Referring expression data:
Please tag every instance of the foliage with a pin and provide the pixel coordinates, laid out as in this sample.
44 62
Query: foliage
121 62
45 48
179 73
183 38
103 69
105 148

Task brief:
After the last line of the data, restate all the entries verbatim.

Your solution:
Please tag every instance of the foliage with a pin and provide the pixel coordinates, laid out as in this sample.
44 62
Query: foliage
121 62
45 48
179 73
183 38
103 69
105 148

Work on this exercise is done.